> THE EXERCISE
Reproduce the lines below without any change, starting at the line that contains "If you could locate the shadow" and ending at the line that contains "If you could locate the white fascia". Include both of those lines.

> EXERCISE MATERIAL
=======
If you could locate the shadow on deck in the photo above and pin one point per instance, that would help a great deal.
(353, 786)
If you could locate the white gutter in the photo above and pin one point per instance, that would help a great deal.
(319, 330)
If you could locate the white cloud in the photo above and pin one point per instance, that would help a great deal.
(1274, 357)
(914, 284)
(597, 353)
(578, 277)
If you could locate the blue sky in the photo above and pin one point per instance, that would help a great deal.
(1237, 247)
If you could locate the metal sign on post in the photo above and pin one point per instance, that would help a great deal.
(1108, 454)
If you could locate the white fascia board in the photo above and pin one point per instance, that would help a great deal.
=======
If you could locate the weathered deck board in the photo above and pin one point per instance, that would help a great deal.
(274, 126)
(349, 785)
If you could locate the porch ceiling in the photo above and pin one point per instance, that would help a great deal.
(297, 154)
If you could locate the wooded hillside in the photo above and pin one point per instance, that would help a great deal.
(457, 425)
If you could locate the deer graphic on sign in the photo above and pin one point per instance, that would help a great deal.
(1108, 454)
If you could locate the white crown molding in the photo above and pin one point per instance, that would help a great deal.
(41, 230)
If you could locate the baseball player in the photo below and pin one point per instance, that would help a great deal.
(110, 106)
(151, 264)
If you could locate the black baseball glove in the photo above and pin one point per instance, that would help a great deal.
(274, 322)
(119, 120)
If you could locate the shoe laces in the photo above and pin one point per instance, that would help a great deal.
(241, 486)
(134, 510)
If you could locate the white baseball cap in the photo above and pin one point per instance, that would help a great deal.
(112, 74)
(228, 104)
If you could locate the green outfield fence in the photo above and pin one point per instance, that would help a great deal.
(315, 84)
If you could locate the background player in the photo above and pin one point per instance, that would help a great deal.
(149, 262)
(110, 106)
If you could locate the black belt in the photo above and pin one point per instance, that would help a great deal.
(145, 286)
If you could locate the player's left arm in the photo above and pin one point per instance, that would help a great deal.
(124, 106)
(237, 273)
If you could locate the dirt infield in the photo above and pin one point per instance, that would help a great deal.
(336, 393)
=======
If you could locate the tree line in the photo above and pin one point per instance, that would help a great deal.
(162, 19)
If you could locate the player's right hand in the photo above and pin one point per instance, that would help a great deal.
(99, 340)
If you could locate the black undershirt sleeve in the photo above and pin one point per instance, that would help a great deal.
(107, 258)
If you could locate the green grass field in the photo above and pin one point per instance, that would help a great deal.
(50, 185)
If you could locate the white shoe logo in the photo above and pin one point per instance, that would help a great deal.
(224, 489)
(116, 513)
=======
> FINISHED ANSWER
If you could locate the shadow on deck in the photo above and pin one point per instance, that would help a great deal.
(353, 786)
If you could locate the white gutter in the photo above and pin one point per instance, that would help a great deal.
(319, 330)
If you could locate the white cloud in the photo above and pin one point per instance, that would help a great deal.
(1274, 357)
(914, 284)
(597, 353)
(578, 277)
If you could locate the blue sky in the photo above and pin one point per instance, that would help a great deal.
(1237, 247)
If you could locate the metal sign on post in the photo above and pin one point per instance, that would help a great deal.
(1108, 454)
If you could locate the white fascia board in the photo above and pin one point per instance, that would help a great deal.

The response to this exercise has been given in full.